--- Start Task input ---

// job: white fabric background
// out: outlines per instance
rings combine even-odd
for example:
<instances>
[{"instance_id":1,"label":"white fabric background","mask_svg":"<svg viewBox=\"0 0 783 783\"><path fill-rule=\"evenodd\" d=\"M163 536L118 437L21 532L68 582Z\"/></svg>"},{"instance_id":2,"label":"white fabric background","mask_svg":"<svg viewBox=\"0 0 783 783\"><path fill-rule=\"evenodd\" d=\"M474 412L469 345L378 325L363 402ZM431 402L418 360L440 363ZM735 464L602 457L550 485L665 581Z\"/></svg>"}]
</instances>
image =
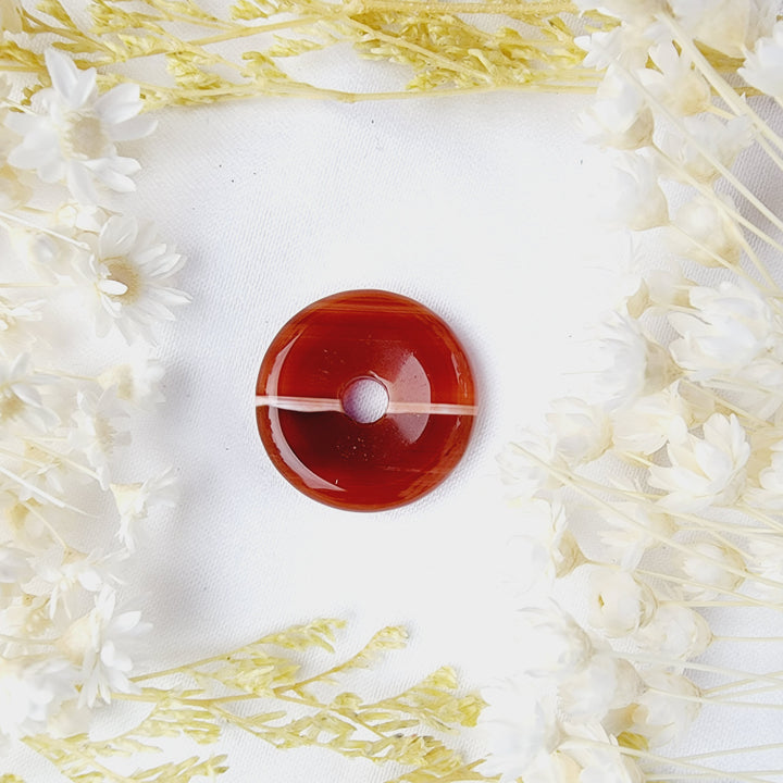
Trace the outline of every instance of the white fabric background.
<instances>
[{"instance_id":1,"label":"white fabric background","mask_svg":"<svg viewBox=\"0 0 783 783\"><path fill-rule=\"evenodd\" d=\"M341 651L386 624L407 650L360 680L395 693L444 663L477 686L511 671L504 549L519 521L495 456L584 366L584 327L613 303L625 240L598 219L608 163L582 144L588 99L493 95L401 102L260 99L171 110L127 145L134 210L189 263L194 296L161 340L166 403L137 435L140 471L174 464L176 513L149 531L135 587L158 669L315 617ZM419 299L472 358L481 417L463 462L425 499L330 509L272 468L253 413L266 345L298 310L360 287ZM225 783L373 781L387 772L229 732ZM28 783L50 769L23 756Z\"/></svg>"}]
</instances>

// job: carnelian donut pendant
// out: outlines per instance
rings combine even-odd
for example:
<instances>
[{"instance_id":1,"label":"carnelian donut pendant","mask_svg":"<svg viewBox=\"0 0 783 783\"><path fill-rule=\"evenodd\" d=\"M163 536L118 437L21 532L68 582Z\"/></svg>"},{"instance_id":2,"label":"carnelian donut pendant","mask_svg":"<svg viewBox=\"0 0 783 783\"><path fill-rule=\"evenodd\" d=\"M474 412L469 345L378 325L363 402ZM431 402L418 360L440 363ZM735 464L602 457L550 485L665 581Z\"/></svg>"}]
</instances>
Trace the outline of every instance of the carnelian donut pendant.
<instances>
[{"instance_id":1,"label":"carnelian donut pendant","mask_svg":"<svg viewBox=\"0 0 783 783\"><path fill-rule=\"evenodd\" d=\"M375 421L348 405L368 380L388 395ZM462 457L476 413L451 330L382 290L335 294L295 315L261 362L256 395L275 468L314 500L351 511L395 508L435 488Z\"/></svg>"}]
</instances>

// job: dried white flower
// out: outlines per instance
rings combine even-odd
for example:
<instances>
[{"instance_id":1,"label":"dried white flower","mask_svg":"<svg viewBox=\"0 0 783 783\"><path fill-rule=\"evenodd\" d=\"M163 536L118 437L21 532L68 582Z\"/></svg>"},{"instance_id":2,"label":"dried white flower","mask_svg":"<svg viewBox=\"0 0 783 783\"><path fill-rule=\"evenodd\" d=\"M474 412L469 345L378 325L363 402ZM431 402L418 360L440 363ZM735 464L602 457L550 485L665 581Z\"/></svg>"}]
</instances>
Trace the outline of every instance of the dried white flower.
<instances>
[{"instance_id":1,"label":"dried white flower","mask_svg":"<svg viewBox=\"0 0 783 783\"><path fill-rule=\"evenodd\" d=\"M33 577L29 554L18 547L0 545L0 606L13 597L21 585Z\"/></svg>"},{"instance_id":2,"label":"dried white flower","mask_svg":"<svg viewBox=\"0 0 783 783\"><path fill-rule=\"evenodd\" d=\"M644 69L639 78L650 95L678 116L691 116L709 109L710 86L694 70L688 57L678 52L671 41L657 44L649 54L658 70Z\"/></svg>"},{"instance_id":3,"label":"dried white flower","mask_svg":"<svg viewBox=\"0 0 783 783\"><path fill-rule=\"evenodd\" d=\"M680 674L651 669L645 672L647 688L633 712L633 730L651 745L666 745L680 737L699 711L698 687Z\"/></svg>"},{"instance_id":4,"label":"dried white flower","mask_svg":"<svg viewBox=\"0 0 783 783\"><path fill-rule=\"evenodd\" d=\"M774 25L771 36L756 41L739 75L753 87L783 101L783 22Z\"/></svg>"},{"instance_id":5,"label":"dried white flower","mask_svg":"<svg viewBox=\"0 0 783 783\"><path fill-rule=\"evenodd\" d=\"M731 506L745 488L750 445L735 415L714 413L704 423L704 437L685 422L667 446L670 467L652 465L649 483L662 489L658 504L672 511L700 511Z\"/></svg>"},{"instance_id":6,"label":"dried white flower","mask_svg":"<svg viewBox=\"0 0 783 783\"><path fill-rule=\"evenodd\" d=\"M669 352L635 319L612 312L598 325L596 337L597 393L610 409L631 405L676 378Z\"/></svg>"},{"instance_id":7,"label":"dried white flower","mask_svg":"<svg viewBox=\"0 0 783 783\"><path fill-rule=\"evenodd\" d=\"M568 463L557 451L557 439L551 435L525 434L515 444L509 444L498 456L504 482L513 486L520 497L532 498L562 486L557 471L568 471ZM555 471L550 470L552 467Z\"/></svg>"},{"instance_id":8,"label":"dried white flower","mask_svg":"<svg viewBox=\"0 0 783 783\"><path fill-rule=\"evenodd\" d=\"M636 568L647 550L660 546L661 538L675 530L668 514L649 504L631 501L612 504L612 510L604 510L595 526L601 546L594 559L617 563L625 571Z\"/></svg>"},{"instance_id":9,"label":"dried white flower","mask_svg":"<svg viewBox=\"0 0 783 783\"><path fill-rule=\"evenodd\" d=\"M783 511L783 440L770 447L769 464L758 474L758 487L748 487L745 499L770 511Z\"/></svg>"},{"instance_id":10,"label":"dried white flower","mask_svg":"<svg viewBox=\"0 0 783 783\"><path fill-rule=\"evenodd\" d=\"M652 591L626 571L595 568L587 592L587 622L609 637L627 636L655 614Z\"/></svg>"},{"instance_id":11,"label":"dried white flower","mask_svg":"<svg viewBox=\"0 0 783 783\"><path fill-rule=\"evenodd\" d=\"M100 394L79 391L77 410L73 414L75 427L70 446L84 451L96 469L101 487L109 487L109 457L120 446L130 443L130 424L126 407L117 400L114 386Z\"/></svg>"},{"instance_id":12,"label":"dried white flower","mask_svg":"<svg viewBox=\"0 0 783 783\"><path fill-rule=\"evenodd\" d=\"M580 11L600 11L637 25L648 23L652 17L667 10L666 0L575 0Z\"/></svg>"},{"instance_id":13,"label":"dried white flower","mask_svg":"<svg viewBox=\"0 0 783 783\"><path fill-rule=\"evenodd\" d=\"M748 117L733 117L723 122L711 114L688 116L683 120L684 133L669 132L663 136L661 149L673 164L664 164L668 176L689 183L689 177L704 185L711 185L722 176L716 160L731 169L742 150L754 140ZM707 150L709 158L701 151ZM687 176L684 176L687 175Z\"/></svg>"},{"instance_id":14,"label":"dried white flower","mask_svg":"<svg viewBox=\"0 0 783 783\"><path fill-rule=\"evenodd\" d=\"M520 641L530 646L525 667L532 676L568 678L593 658L595 650L591 637L555 601L520 609L515 627Z\"/></svg>"},{"instance_id":15,"label":"dried white flower","mask_svg":"<svg viewBox=\"0 0 783 783\"><path fill-rule=\"evenodd\" d=\"M704 617L693 609L661 604L634 641L656 655L685 661L700 656L709 647L712 632Z\"/></svg>"},{"instance_id":16,"label":"dried white flower","mask_svg":"<svg viewBox=\"0 0 783 783\"><path fill-rule=\"evenodd\" d=\"M614 446L620 451L655 453L678 432L683 420L693 422L692 410L679 384L672 384L612 413Z\"/></svg>"},{"instance_id":17,"label":"dried white flower","mask_svg":"<svg viewBox=\"0 0 783 783\"><path fill-rule=\"evenodd\" d=\"M550 405L546 419L569 464L592 462L609 448L611 422L602 408L577 397L560 397Z\"/></svg>"},{"instance_id":18,"label":"dried white flower","mask_svg":"<svg viewBox=\"0 0 783 783\"><path fill-rule=\"evenodd\" d=\"M0 427L12 425L46 431L60 418L41 397L46 378L30 370L30 355L20 353L12 362L0 360Z\"/></svg>"},{"instance_id":19,"label":"dried white flower","mask_svg":"<svg viewBox=\"0 0 783 783\"><path fill-rule=\"evenodd\" d=\"M569 723L602 721L613 709L627 707L642 691L642 680L631 663L598 650L558 688L560 709Z\"/></svg>"},{"instance_id":20,"label":"dried white flower","mask_svg":"<svg viewBox=\"0 0 783 783\"><path fill-rule=\"evenodd\" d=\"M0 657L0 739L46 732L49 719L75 695L73 671L61 658Z\"/></svg>"},{"instance_id":21,"label":"dried white flower","mask_svg":"<svg viewBox=\"0 0 783 783\"><path fill-rule=\"evenodd\" d=\"M96 71L79 71L66 54L48 49L46 63L52 87L40 90L41 114L10 114L9 126L23 136L9 156L11 165L34 169L46 183L65 182L83 202L98 201L96 183L121 192L135 189L129 175L139 170L121 158L116 141L141 138L156 123L137 116L138 85L122 84L98 97Z\"/></svg>"},{"instance_id":22,"label":"dried white flower","mask_svg":"<svg viewBox=\"0 0 783 783\"><path fill-rule=\"evenodd\" d=\"M137 336L151 339L153 324L172 321L172 308L190 301L171 286L184 259L157 238L154 226L112 215L97 240L84 238L95 245L85 274L99 337L115 325L128 343Z\"/></svg>"},{"instance_id":23,"label":"dried white flower","mask_svg":"<svg viewBox=\"0 0 783 783\"><path fill-rule=\"evenodd\" d=\"M606 71L617 63L629 71L636 71L647 64L649 57L650 41L635 25L620 25L607 32L596 30L591 35L577 36L574 42L587 52L583 65L597 71Z\"/></svg>"},{"instance_id":24,"label":"dried white flower","mask_svg":"<svg viewBox=\"0 0 783 783\"><path fill-rule=\"evenodd\" d=\"M742 258L743 236L731 212L736 208L725 194L710 199L696 196L674 217L672 249L704 266L735 266Z\"/></svg>"},{"instance_id":25,"label":"dried white flower","mask_svg":"<svg viewBox=\"0 0 783 783\"><path fill-rule=\"evenodd\" d=\"M111 701L113 691L130 693L128 673L133 661L127 648L148 631L141 613L114 614L116 594L103 587L96 596L95 608L73 622L58 639L57 648L79 668L79 704L91 707L100 697Z\"/></svg>"},{"instance_id":26,"label":"dried white flower","mask_svg":"<svg viewBox=\"0 0 783 783\"><path fill-rule=\"evenodd\" d=\"M611 221L619 228L647 231L669 224L669 202L660 187L655 159L623 156L614 170Z\"/></svg>"},{"instance_id":27,"label":"dried white flower","mask_svg":"<svg viewBox=\"0 0 783 783\"><path fill-rule=\"evenodd\" d=\"M46 299L13 301L0 296L0 355L8 359L26 353L37 335L30 328L44 319Z\"/></svg>"},{"instance_id":28,"label":"dried white flower","mask_svg":"<svg viewBox=\"0 0 783 783\"><path fill-rule=\"evenodd\" d=\"M691 542L687 552L680 552L679 559L687 580L682 591L689 598L710 600L735 591L744 581L745 561L725 544Z\"/></svg>"},{"instance_id":29,"label":"dried white flower","mask_svg":"<svg viewBox=\"0 0 783 783\"><path fill-rule=\"evenodd\" d=\"M505 680L482 688L487 707L478 726L486 736L489 757L482 772L515 781L542 753L557 746L559 732L554 698L542 693L534 678Z\"/></svg>"},{"instance_id":30,"label":"dried white flower","mask_svg":"<svg viewBox=\"0 0 783 783\"><path fill-rule=\"evenodd\" d=\"M561 749L582 768L577 783L644 783L644 772L621 753L616 737L607 734L598 721L567 726L570 737Z\"/></svg>"},{"instance_id":31,"label":"dried white flower","mask_svg":"<svg viewBox=\"0 0 783 783\"><path fill-rule=\"evenodd\" d=\"M770 34L776 0L670 0L671 10L695 40L729 57L743 57Z\"/></svg>"},{"instance_id":32,"label":"dried white flower","mask_svg":"<svg viewBox=\"0 0 783 783\"><path fill-rule=\"evenodd\" d=\"M783 320L758 289L745 283L694 286L692 313L671 313L681 335L670 345L676 363L697 381L736 377L759 358L783 360Z\"/></svg>"},{"instance_id":33,"label":"dried white flower","mask_svg":"<svg viewBox=\"0 0 783 783\"><path fill-rule=\"evenodd\" d=\"M652 112L642 92L613 69L607 72L595 102L581 121L585 138L601 147L636 150L652 142Z\"/></svg>"},{"instance_id":34,"label":"dried white flower","mask_svg":"<svg viewBox=\"0 0 783 783\"><path fill-rule=\"evenodd\" d=\"M584 556L568 530L566 508L557 498L523 499L518 508L525 533L508 542L504 560L512 586L523 594L542 579L551 581L570 573L584 562Z\"/></svg>"},{"instance_id":35,"label":"dried white flower","mask_svg":"<svg viewBox=\"0 0 783 783\"><path fill-rule=\"evenodd\" d=\"M174 508L178 495L176 478L171 470L144 483L111 484L110 489L120 512L117 537L128 551L135 551L138 536L136 529L147 519L150 510Z\"/></svg>"},{"instance_id":36,"label":"dried white flower","mask_svg":"<svg viewBox=\"0 0 783 783\"><path fill-rule=\"evenodd\" d=\"M98 383L103 388L114 386L117 399L139 408L152 409L163 401L160 390L163 375L163 364L150 356L146 346L135 343L129 348L126 361L102 372Z\"/></svg>"}]
</instances>

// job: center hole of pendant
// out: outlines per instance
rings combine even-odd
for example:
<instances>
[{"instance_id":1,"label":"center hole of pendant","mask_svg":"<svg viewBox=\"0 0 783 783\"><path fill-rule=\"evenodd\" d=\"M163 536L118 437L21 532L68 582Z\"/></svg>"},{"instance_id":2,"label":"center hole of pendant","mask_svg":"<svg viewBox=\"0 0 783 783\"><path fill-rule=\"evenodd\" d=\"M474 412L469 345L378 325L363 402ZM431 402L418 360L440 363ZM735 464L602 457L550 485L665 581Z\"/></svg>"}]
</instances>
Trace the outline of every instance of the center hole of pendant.
<instances>
[{"instance_id":1,"label":"center hole of pendant","mask_svg":"<svg viewBox=\"0 0 783 783\"><path fill-rule=\"evenodd\" d=\"M388 391L374 378L352 381L343 395L343 410L359 424L370 424L388 408Z\"/></svg>"}]
</instances>

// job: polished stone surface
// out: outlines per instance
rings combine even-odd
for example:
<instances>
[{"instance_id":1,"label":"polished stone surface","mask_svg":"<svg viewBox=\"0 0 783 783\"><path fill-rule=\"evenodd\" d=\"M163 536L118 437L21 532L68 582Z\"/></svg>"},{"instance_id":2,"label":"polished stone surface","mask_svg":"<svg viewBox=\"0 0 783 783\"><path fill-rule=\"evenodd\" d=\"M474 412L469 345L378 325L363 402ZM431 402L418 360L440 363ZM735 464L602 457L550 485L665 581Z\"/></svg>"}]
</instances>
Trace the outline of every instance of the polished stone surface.
<instances>
[{"instance_id":1,"label":"polished stone surface","mask_svg":"<svg viewBox=\"0 0 783 783\"><path fill-rule=\"evenodd\" d=\"M359 378L381 383L386 412L345 412ZM449 327L407 297L335 294L276 335L256 387L259 433L297 489L336 508L375 511L425 495L462 457L475 418L468 358Z\"/></svg>"}]
</instances>

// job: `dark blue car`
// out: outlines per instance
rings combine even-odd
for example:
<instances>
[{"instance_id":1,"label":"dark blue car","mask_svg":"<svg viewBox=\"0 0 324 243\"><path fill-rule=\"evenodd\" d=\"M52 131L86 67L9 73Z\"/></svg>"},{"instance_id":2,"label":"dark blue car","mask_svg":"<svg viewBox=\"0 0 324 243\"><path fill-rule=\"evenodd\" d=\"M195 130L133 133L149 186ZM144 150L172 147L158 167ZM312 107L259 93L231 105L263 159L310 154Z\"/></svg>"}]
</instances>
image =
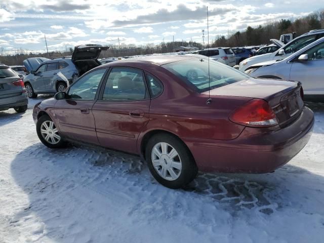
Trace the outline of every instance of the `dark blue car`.
<instances>
[{"instance_id":1,"label":"dark blue car","mask_svg":"<svg viewBox=\"0 0 324 243\"><path fill-rule=\"evenodd\" d=\"M234 47L232 48L232 50L235 53L236 65L238 65L244 59L253 56L254 53L252 50L254 49L254 47Z\"/></svg>"}]
</instances>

--- End Task input ---

Exercise task
Can you render the records from the line with "job: polished stone surface" through the final line as a Markdown table with the columns Row and Line, one numbered row per line, skipping blank lines and leaving out the pictures?

Response to this exercise
| Row | Line |
|---|---|
| 1 | // job: polished stone surface |
| 2 | // out: outlines per instance |
| 3 | rings combine even-odd |
| 4 | for example: |
| 5 | <instances> |
| 6 | [{"instance_id":1,"label":"polished stone surface","mask_svg":"<svg viewBox=\"0 0 783 783\"><path fill-rule=\"evenodd\" d=\"M163 536L118 437L21 532L68 582Z\"/></svg>"},{"instance_id":2,"label":"polished stone surface","mask_svg":"<svg viewBox=\"0 0 783 783\"><path fill-rule=\"evenodd\" d=\"M474 412L469 345L378 325L363 402ZM431 402L418 360L440 363ZM735 464L602 457L550 485L665 581Z\"/></svg>"}] |
| 7 | </instances> |
| 8 | Trace the outline of every instance of the polished stone surface. |
| 9 | <instances> |
| 10 | [{"instance_id":1,"label":"polished stone surface","mask_svg":"<svg viewBox=\"0 0 783 783\"><path fill-rule=\"evenodd\" d=\"M359 378L381 383L386 412L345 412ZM449 327L407 297L335 294L276 335L256 387L259 433L297 489L336 508L375 511L425 495L462 457L475 418L468 358Z\"/></svg>"}] |
| 11 | </instances> |
| 12 | // job: `dark blue car` |
| 13 | // out: outlines per instance |
| 14 | rings combine even-odd |
| 15 | for example: |
| 16 | <instances> |
| 17 | [{"instance_id":1,"label":"dark blue car","mask_svg":"<svg viewBox=\"0 0 324 243\"><path fill-rule=\"evenodd\" d=\"M52 131L86 67L9 73Z\"/></svg>"},{"instance_id":2,"label":"dark blue car","mask_svg":"<svg viewBox=\"0 0 324 243\"><path fill-rule=\"evenodd\" d=\"M195 130L133 133L149 186ZM144 150L172 147L158 167ZM312 107L259 93L231 105L263 159L310 154Z\"/></svg>"}] |
| 18 | </instances> |
| 19 | image = |
| 20 | Trace the outline of every instance of the `dark blue car`. |
| 21 | <instances> |
| 22 | [{"instance_id":1,"label":"dark blue car","mask_svg":"<svg viewBox=\"0 0 324 243\"><path fill-rule=\"evenodd\" d=\"M234 47L232 48L232 50L235 53L236 65L238 65L244 59L253 56L254 53L252 50L254 49L254 47Z\"/></svg>"}] |
| 23 | </instances> |